--- START OF Supplied text ---

04:20  RESIDENTIAL / BARNS: Not much has changed except for some of the fronts of the houses. There used to be grass from the homes to the road. The parkette is new – it used to be a day-time change room and washroom for ladies who worked at the TTC. 

05:11  PERSONAL HISTORY FAMILY LIFE : Craig’s family was born in Canada. His mother’s grandfather immigrated from Bath, England. HIs family lived above a German bakery on St. Clair (between Wychwood and Christie), beside the current [Maple] paint store. That was the first home they had in the area. They moved to Winona, and from there to Davenport (where he was born in 19510, before ending up on Benson

 6:04  Anne still owns the family house on Wychwood Ave. that they bought a year after they immigrated to Canada. When she first moved there with her family (one sister and her parents), they lived on the first floor of the house while renting out the second floor until the arrival of her baby brother.

06:40  ENTERTAINMENT: Anne feels the area around Wychwood has changed – there are more people now. There used to be the Vaughan Theatre on St Clair where Anne spent a lot of time. Craig also refers to the Christie Theatre (where the Salvation Army store is currently).   

07:12  SHOPS: There used to be many little stores on the neighbourhood streets that are no longer there because of changes to the by-laws. She explains that once an owner dies a store can no longer exist and the property becomes a residential  property only. There used to be a (candy)store on Helena that is no longer there.  She refers to the little store at Arlington and Tyrell that still stands.   

 07:55  Anne remarks on the embedded neighbourhood stores. She mentions a candy store on Helena – here used to be candies that were 5 for a penny.  They used to call it the “old lady store” because the owner happened to be older.  It’s a house now. It was close to the middle of Helena. There was a store on Greensides and another on Benson where Craig hung out. They discuss the store hours.

--- END OF Supplied text ---
--- START OF Dataset rows ---

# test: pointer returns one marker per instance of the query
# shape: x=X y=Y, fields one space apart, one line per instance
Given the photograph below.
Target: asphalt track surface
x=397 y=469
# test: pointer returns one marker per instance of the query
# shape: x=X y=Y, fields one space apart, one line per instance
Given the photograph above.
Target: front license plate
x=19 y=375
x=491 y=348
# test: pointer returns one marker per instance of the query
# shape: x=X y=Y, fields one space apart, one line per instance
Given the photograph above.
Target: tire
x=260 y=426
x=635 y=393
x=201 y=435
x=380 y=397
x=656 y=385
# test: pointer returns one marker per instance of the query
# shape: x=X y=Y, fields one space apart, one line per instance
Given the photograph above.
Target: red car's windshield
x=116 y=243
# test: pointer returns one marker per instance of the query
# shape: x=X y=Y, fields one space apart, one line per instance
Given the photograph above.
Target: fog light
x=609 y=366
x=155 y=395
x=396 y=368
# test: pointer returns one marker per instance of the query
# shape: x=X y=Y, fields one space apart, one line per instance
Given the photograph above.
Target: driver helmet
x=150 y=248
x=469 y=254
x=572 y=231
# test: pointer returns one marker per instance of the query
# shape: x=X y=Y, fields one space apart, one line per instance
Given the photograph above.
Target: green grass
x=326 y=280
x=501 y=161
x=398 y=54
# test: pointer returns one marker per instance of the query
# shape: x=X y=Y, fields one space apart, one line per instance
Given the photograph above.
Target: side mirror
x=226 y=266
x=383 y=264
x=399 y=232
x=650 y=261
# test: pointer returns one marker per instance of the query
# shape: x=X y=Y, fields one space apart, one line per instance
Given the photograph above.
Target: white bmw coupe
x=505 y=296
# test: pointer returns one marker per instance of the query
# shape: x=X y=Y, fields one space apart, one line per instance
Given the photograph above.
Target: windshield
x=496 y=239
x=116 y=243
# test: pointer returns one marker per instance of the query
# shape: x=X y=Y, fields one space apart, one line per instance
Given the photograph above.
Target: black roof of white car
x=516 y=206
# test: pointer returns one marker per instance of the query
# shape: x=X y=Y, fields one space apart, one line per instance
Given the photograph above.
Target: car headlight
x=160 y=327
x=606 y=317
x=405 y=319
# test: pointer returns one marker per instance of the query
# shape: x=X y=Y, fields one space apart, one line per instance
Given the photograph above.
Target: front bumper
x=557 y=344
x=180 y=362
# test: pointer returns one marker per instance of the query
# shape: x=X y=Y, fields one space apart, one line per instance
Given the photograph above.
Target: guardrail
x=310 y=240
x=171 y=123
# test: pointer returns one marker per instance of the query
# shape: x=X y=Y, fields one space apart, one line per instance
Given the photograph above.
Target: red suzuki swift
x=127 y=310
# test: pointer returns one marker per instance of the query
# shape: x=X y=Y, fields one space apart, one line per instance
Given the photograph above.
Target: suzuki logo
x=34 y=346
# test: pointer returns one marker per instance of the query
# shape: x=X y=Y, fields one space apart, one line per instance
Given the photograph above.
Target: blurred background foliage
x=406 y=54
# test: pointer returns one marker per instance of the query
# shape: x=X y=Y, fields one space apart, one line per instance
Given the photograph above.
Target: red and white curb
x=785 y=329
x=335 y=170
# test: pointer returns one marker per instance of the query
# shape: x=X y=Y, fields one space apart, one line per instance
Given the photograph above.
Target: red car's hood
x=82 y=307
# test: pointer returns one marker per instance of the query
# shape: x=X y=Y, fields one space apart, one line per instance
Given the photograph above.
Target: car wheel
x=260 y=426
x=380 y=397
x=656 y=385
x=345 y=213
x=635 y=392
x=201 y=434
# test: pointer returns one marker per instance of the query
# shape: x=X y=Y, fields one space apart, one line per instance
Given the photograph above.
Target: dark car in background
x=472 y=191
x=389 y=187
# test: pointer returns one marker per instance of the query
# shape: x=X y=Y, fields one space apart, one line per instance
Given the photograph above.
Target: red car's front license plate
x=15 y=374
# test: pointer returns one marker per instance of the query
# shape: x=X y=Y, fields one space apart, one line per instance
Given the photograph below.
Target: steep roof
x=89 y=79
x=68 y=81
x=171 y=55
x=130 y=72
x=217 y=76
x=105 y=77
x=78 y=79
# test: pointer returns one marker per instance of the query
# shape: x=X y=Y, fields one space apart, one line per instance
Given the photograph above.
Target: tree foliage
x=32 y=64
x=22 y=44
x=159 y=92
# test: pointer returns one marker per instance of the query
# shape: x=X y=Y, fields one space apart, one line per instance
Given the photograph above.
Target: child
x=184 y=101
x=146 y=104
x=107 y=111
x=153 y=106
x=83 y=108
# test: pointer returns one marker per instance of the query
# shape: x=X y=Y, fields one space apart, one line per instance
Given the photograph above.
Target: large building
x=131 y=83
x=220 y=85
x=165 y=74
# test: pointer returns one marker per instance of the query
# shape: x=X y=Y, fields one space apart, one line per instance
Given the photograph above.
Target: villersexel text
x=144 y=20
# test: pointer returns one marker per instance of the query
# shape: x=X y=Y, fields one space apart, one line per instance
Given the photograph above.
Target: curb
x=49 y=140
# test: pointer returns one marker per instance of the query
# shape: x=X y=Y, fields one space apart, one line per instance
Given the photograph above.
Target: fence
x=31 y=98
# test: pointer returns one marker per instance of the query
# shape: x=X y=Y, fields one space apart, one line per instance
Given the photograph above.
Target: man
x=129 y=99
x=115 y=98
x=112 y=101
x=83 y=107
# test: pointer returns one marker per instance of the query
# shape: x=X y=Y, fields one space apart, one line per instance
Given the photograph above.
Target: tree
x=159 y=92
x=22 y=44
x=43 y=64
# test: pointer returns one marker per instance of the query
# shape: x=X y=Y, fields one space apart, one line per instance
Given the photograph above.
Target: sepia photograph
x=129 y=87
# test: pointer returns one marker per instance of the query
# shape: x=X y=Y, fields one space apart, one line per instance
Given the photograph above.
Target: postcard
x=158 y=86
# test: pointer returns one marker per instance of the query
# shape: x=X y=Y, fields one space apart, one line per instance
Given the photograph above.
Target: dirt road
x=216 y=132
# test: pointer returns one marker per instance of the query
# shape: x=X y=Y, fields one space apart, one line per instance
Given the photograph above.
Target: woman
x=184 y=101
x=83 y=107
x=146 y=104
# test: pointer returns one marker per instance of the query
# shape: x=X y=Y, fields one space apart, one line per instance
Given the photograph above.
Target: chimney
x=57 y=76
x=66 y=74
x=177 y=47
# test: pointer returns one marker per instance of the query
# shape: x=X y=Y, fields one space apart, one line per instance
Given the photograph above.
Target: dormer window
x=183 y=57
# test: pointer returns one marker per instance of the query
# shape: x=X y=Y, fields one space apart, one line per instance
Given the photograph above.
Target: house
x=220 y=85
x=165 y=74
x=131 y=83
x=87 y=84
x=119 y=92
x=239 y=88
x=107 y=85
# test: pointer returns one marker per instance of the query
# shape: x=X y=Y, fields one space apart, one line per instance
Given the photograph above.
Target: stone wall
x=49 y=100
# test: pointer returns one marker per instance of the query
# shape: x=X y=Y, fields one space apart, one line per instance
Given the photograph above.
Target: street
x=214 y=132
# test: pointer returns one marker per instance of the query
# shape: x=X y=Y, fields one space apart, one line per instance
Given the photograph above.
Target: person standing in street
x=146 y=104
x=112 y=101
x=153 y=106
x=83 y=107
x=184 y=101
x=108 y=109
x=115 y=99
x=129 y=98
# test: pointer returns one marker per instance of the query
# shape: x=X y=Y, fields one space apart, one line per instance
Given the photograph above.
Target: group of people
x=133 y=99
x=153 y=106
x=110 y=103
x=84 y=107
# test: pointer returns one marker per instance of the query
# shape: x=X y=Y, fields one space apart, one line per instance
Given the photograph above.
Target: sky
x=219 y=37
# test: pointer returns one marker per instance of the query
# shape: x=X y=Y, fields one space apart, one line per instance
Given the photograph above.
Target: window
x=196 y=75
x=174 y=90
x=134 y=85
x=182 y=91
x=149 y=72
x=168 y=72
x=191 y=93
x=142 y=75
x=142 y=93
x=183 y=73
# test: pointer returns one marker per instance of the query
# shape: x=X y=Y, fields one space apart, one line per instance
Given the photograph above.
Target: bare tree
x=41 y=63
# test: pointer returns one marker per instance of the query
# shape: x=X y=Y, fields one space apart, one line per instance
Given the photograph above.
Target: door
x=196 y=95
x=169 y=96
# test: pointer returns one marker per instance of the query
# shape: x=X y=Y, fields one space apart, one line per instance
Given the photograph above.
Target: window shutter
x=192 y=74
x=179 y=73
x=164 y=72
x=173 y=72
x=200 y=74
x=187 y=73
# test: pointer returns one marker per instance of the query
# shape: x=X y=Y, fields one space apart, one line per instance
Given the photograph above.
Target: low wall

--- END OF Dataset rows ---

Requirements>
From the neighborhood interview notes, copy out word for word the passage that opens with the words containing "06:40  ENTERTAINMENT: Anne feels" and closes with "store is currently).".

Complete answer>
06:40  ENTERTAINMENT: Anne feels the area around Wychwood has changed – there are more people now. There used to be the Vaughan Theatre on St Clair where Anne spent a lot of time. Craig also refers to the Christie Theatre (where the Salvation Army store is currently).